Labeled area outline entries:
============
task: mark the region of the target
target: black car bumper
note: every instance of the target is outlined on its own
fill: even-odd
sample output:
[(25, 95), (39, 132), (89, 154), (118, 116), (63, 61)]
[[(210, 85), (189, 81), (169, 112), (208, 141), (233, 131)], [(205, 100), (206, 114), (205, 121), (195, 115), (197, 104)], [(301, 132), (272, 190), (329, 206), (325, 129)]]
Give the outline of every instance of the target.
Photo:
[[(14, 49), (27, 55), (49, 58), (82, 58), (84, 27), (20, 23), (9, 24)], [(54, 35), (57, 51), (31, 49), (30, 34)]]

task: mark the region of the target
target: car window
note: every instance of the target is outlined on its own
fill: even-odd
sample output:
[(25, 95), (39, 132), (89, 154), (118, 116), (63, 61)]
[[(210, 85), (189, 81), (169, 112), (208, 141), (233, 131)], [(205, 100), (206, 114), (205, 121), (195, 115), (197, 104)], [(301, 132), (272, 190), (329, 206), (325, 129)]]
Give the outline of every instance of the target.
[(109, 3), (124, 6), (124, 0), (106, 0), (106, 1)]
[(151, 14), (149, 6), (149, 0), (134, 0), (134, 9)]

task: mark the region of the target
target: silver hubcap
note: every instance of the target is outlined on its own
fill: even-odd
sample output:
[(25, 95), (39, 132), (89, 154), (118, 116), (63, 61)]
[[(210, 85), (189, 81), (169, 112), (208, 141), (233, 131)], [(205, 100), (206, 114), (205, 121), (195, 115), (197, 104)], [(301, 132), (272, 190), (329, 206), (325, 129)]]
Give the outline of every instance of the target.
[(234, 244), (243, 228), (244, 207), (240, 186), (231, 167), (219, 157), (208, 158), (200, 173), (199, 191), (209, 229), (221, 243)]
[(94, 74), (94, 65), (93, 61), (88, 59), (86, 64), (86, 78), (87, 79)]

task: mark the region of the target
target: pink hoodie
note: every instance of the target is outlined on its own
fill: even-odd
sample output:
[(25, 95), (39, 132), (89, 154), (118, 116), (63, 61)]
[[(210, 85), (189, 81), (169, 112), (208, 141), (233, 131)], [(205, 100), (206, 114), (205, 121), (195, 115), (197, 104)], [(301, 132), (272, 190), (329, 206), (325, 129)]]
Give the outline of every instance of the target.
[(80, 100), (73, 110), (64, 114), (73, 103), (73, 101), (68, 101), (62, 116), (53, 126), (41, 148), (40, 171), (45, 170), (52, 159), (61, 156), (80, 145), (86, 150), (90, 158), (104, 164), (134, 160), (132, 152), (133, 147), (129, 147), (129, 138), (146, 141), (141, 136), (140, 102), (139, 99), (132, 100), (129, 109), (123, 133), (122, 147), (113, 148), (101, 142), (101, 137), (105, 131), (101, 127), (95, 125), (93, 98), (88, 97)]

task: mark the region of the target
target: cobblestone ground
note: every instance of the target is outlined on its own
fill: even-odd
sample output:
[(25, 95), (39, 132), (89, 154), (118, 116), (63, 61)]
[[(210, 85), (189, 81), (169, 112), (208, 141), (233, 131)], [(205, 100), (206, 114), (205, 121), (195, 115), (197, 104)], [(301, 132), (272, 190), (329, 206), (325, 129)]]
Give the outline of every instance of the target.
============
OBJECTIVE: Reproduce the stretch from the start of the entries through the line containing "49), (30, 34)]]", adding 109 to every coordinate in the answer outline. Leave the request text and its sample outputs unchanged.

TASK RESPONSE:
task: mark the region of the target
target: black car bumper
note: every instance of the target is outlined on its own
fill: even-odd
sample output:
[(25, 95), (39, 132), (89, 154), (118, 116), (63, 61)]
[[(210, 85), (189, 81), (169, 112), (208, 141), (233, 131)], [(205, 100), (206, 114), (205, 121), (195, 115), (197, 104)], [(301, 132), (272, 190), (329, 206), (325, 129)]]
Give the outline of every instance of the target.
Photo:
[[(123, 158), (136, 164), (158, 167), (191, 167), (193, 136), (129, 132), (118, 133)], [(163, 144), (166, 160), (140, 158), (139, 143)]]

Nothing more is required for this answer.